## WORK TASK:
Starting at the line that contains "[locate] chrome faucet (one point each)" in the listing below, write out every line word for word until you have written the line that contains "[locate] cabinet drawer (one point each)".
%%
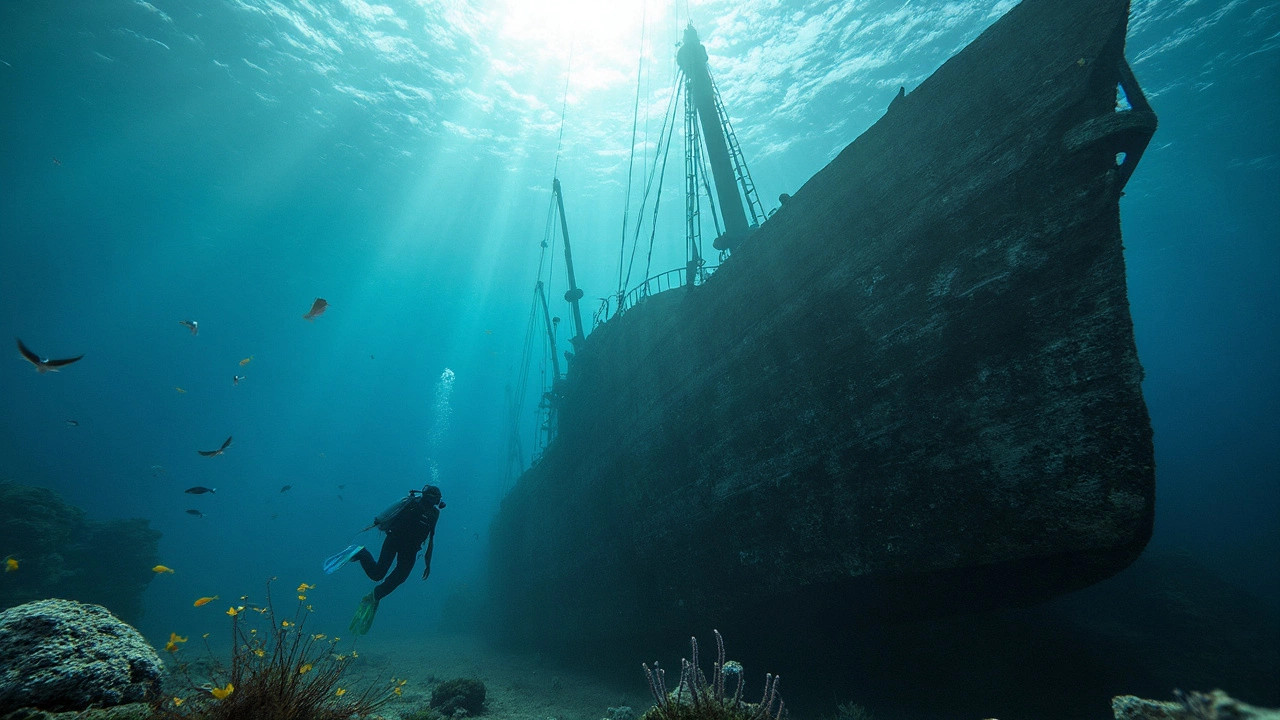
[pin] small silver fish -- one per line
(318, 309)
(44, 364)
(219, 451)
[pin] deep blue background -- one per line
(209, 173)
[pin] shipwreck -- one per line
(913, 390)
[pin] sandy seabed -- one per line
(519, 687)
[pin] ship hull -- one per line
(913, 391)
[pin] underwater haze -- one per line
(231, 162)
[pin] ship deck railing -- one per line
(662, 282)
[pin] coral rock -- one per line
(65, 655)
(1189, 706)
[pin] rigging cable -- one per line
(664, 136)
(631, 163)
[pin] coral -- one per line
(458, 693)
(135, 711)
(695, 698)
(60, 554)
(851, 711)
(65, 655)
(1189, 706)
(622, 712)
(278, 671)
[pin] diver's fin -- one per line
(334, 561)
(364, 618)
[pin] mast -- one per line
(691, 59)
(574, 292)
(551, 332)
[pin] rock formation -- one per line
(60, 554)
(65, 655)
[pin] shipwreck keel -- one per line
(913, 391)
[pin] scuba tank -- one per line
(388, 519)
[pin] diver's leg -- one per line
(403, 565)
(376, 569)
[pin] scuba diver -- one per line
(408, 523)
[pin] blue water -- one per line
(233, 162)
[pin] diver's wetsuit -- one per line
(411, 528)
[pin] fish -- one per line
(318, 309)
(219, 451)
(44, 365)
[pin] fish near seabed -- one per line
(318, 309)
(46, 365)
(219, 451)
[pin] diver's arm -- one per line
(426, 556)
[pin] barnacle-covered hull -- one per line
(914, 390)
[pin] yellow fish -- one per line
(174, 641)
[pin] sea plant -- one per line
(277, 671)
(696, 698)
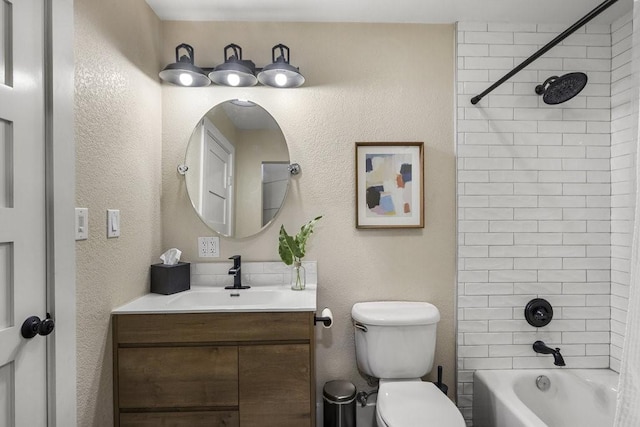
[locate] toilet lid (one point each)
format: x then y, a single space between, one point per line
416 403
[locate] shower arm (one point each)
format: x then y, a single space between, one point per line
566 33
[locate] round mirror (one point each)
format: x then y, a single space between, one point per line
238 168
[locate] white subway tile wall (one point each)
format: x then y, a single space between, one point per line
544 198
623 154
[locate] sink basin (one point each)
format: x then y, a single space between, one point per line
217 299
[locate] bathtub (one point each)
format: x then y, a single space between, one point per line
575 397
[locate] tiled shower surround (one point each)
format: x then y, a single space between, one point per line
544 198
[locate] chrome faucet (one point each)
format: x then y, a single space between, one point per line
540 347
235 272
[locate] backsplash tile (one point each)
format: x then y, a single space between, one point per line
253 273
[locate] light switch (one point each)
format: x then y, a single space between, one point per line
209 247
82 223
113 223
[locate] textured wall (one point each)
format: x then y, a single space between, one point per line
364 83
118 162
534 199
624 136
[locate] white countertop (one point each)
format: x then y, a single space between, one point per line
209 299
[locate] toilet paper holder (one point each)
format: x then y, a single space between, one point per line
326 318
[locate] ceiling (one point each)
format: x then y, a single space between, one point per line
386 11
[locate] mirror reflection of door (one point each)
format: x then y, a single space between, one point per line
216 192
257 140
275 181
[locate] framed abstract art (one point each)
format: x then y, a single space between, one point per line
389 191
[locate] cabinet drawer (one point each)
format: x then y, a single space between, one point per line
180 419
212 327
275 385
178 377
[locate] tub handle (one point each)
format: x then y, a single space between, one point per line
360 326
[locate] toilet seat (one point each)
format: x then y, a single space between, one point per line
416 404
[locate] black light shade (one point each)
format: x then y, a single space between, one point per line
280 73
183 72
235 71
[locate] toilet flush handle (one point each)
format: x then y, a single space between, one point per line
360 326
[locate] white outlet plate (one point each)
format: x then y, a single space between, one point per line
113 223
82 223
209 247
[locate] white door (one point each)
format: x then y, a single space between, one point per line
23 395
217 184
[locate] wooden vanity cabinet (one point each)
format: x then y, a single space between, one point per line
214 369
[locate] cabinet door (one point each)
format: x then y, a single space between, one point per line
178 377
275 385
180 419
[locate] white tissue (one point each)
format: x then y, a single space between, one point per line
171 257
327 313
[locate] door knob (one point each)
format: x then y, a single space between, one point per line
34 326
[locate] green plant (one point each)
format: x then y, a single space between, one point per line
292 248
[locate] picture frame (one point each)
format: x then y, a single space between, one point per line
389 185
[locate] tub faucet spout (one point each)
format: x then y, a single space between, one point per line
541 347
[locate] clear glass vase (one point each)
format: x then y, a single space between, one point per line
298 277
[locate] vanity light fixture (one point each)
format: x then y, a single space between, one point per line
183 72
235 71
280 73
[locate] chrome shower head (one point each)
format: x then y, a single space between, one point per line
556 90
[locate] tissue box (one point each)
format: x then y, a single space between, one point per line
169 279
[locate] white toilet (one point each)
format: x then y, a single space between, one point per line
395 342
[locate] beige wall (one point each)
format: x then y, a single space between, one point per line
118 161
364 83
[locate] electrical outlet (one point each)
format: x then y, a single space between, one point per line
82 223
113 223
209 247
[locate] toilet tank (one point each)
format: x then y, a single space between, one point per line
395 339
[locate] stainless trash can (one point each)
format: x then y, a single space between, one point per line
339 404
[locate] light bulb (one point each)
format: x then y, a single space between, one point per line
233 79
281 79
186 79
%%
## ANSWER TO THIS PROBLEM:
[locate] chrome faucet (one point each)
format: x then y, a single space between, one point per line
540 347
235 272
[locate] backsplash tile (one point each)
format: x then y, a single space between, one point per line
253 273
[locate] light switch (one point each)
format: x then y, a single space between, one point per line
209 247
82 223
113 223
[locate] textured wall (one point each)
format: x then y, a single space between, one point per line
364 83
118 162
534 199
624 136
[locate] white countertop (one point each)
format: x then y, a single space between, one point per line
209 299
[locate] toilet paper holder (one point each)
format: x then y, a single space between, one point per line
326 318
[locate] ceiling (one point each)
format: x then y, a single space between, one point per line
386 11
[locate] mirror reflection of door (one point each)
format: x then y, a single space between, one point per line
216 192
257 140
275 181
[locate] framed abstract art (one point each)
format: x then y, a single space between, one point per line
389 191
[locate] cabinet drawer (one point each)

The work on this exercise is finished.